Jumat, 29 Oktober 2010

haa iki Kepiluan Bencana Tsunami Mentawai

Gulungan Ombak Mengelilingi Kami
Jumat, 29 Oktober 2010 | 03:54 WIB
 
 
Di depan 67 jasad korban bencana Mentawai, yang dijejerkan di jalan tanah Dusun Muntei Baru-baru, Desa Betu Monga, Kecamatan Pagai Utara, Kabupaten Kepulauan Mentawai, Sumatera Barat, Rabu (27/10), Wakil Presiden Boediono menguatkan hati seorang wanita muda yang menangis tersedu-sedu.
Ia kehilangan suami, anak, dan mertuanya dalam sekejap setelah ombak menyapu dusunnya Senin lalu.
Gempa bumi berkekuatan 7,2 skala Richter yang disusul tsunami, malam itu, menjelang pukul sepuluh, menerjang empat kecamatan di Kabupaten Mentawai, yakni Pagai Utara, Pagai Selatan, Sikakap, dan Pulau Sipiro bagian selatan.

- _KUTIPAN DATA_
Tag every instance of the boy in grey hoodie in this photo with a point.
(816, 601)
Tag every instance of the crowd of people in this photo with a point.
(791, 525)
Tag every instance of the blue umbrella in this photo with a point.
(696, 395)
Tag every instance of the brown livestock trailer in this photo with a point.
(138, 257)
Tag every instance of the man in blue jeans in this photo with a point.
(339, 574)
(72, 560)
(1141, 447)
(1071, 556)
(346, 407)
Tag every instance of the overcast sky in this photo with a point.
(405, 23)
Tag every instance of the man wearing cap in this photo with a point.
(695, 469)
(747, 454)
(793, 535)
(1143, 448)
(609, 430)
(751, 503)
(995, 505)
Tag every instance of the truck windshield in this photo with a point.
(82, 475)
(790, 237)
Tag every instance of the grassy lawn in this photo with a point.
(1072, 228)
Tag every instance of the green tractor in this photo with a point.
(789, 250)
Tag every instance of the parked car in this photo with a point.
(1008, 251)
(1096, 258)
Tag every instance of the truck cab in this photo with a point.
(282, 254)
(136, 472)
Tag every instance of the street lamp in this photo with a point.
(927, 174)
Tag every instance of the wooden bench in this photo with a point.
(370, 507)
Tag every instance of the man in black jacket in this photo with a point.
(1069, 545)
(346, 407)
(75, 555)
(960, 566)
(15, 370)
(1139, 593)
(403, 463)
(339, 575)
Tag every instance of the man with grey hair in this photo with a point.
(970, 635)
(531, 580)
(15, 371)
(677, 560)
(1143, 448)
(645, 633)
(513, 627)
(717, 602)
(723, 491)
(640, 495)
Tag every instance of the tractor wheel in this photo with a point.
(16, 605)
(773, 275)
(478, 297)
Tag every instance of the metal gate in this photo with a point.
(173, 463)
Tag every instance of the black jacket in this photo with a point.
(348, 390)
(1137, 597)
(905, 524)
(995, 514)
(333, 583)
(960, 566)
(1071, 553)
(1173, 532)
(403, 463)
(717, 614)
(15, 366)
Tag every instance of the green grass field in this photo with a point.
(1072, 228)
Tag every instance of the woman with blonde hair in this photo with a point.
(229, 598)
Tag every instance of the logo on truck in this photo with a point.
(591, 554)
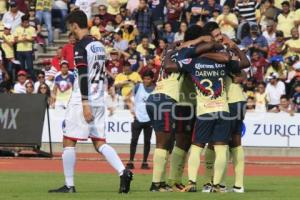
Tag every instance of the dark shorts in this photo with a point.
(270, 107)
(160, 108)
(212, 127)
(237, 114)
(185, 119)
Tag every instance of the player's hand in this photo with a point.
(87, 112)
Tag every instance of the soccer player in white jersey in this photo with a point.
(85, 112)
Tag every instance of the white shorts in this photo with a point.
(76, 128)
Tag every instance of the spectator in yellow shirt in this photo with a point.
(3, 9)
(126, 81)
(228, 22)
(95, 30)
(286, 20)
(8, 47)
(292, 46)
(114, 6)
(145, 48)
(24, 37)
(43, 14)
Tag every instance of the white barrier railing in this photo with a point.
(260, 129)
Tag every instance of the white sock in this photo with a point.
(112, 158)
(69, 160)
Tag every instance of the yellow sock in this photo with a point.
(159, 163)
(209, 165)
(220, 163)
(238, 159)
(177, 164)
(223, 181)
(164, 174)
(194, 162)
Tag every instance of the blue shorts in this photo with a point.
(212, 127)
(185, 119)
(237, 114)
(160, 109)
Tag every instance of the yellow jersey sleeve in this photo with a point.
(234, 91)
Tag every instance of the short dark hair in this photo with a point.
(284, 97)
(131, 42)
(70, 34)
(40, 73)
(120, 33)
(210, 27)
(192, 33)
(287, 3)
(261, 83)
(25, 18)
(148, 73)
(78, 17)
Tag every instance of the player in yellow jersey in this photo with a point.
(161, 108)
(236, 101)
(184, 114)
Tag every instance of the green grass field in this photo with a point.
(34, 186)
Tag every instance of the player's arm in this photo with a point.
(169, 63)
(218, 57)
(244, 61)
(195, 42)
(82, 67)
(53, 96)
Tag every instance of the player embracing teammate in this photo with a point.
(217, 123)
(85, 115)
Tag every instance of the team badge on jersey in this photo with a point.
(186, 61)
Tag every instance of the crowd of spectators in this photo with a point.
(135, 33)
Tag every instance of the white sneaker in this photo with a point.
(207, 188)
(238, 189)
(223, 189)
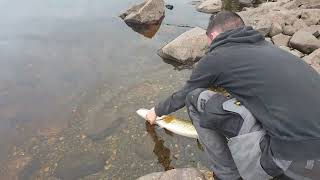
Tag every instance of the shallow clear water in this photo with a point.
(72, 74)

- _SOAL YANG DIKERJAKAN_
Terjemahkan kalimat "Ia kehilangan suami, anak, dan mertuanya dalam sekejap setelah ombak menyapu dusunnya Senin lalu." dari teks tentang tsunami Mentawai ke dalam bahasa Inggris. Kerjakan dengan berpedoman pada teks saja.

- _JAWABAN LATIHAN_
She lost her husband, her child, and her in-laws in an instant after the waves swept over her hamlet last Monday.